- [Objective]:
Copy these lines without changing a thing, beginning with the line that contains "Where can you see the alpine" and continuing through the line that contains "Where can you see the snow-covered".

- [Data]:
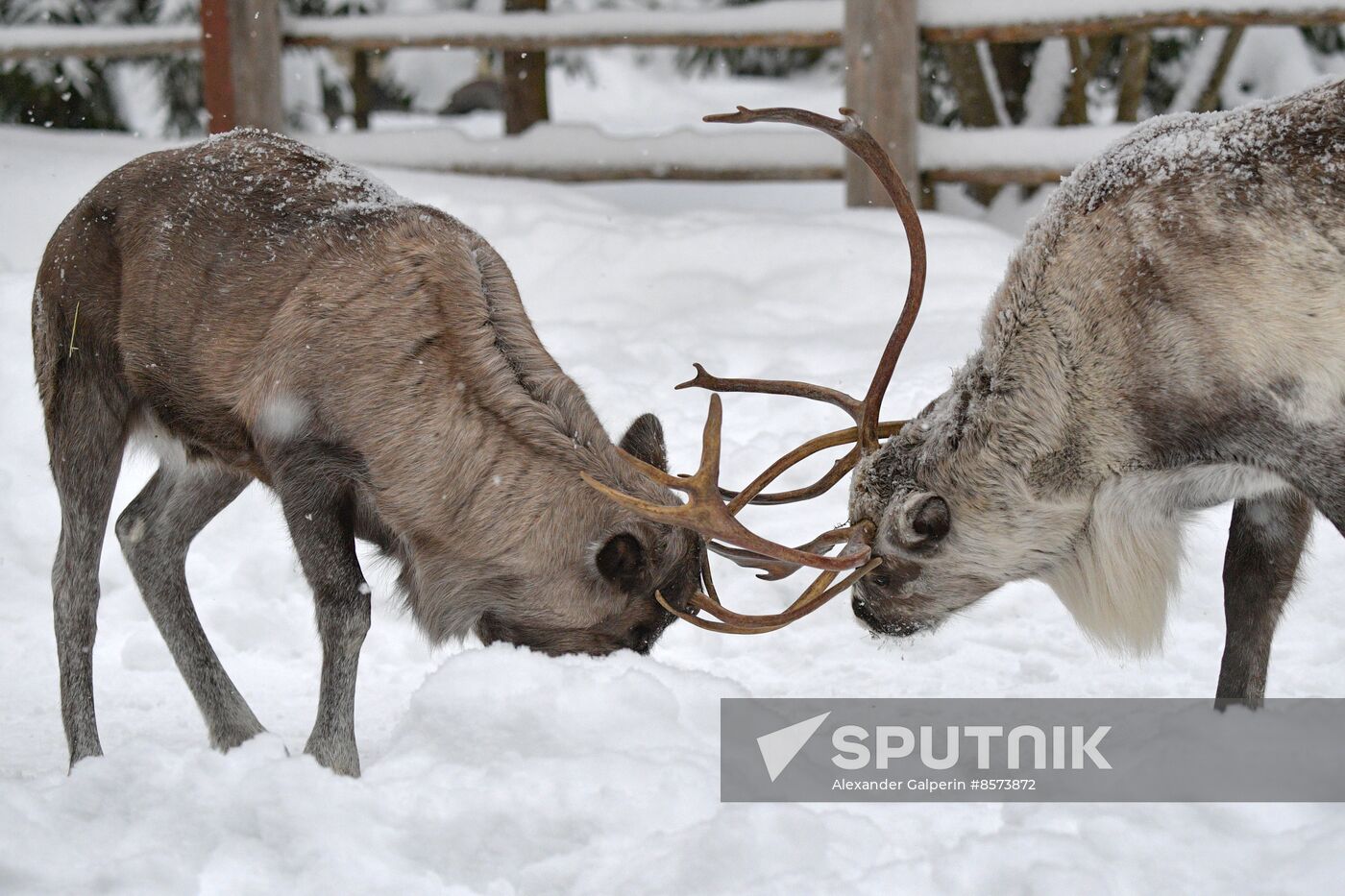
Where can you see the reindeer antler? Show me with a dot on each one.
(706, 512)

--

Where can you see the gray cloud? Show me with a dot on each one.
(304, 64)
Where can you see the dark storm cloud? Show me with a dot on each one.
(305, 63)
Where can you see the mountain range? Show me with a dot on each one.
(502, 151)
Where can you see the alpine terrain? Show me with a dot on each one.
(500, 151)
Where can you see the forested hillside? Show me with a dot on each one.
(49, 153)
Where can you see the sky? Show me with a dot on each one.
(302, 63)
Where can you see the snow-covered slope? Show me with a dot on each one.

...

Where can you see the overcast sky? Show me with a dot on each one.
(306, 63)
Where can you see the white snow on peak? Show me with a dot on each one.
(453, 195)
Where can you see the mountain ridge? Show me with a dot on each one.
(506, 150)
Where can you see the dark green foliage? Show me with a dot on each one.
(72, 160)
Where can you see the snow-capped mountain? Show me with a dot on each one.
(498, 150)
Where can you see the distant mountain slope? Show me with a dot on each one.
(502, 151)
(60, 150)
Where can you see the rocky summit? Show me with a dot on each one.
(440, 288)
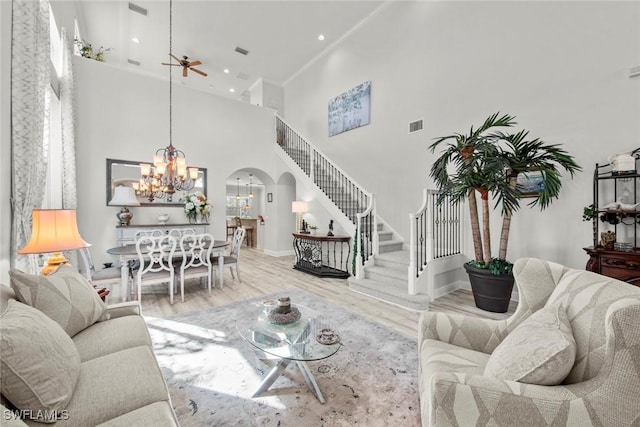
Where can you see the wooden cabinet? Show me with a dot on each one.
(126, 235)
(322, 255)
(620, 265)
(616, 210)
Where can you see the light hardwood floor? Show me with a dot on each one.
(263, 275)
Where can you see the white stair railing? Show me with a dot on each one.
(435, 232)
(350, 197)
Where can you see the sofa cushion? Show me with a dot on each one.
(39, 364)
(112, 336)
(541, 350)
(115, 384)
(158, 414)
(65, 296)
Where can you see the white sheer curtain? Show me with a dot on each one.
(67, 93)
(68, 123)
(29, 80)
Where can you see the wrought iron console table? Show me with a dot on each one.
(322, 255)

- [Answer below]:
Where can you see the alpine terrain? Show me with a dot on each one.
(500, 151)
Where can you see the forested hillside? Show me with a dot on each one.
(49, 153)
Where can you see the sky? Show me with a dot on each one.
(302, 63)
Where can you see the snow-covered slope? Show me with a dot on each one.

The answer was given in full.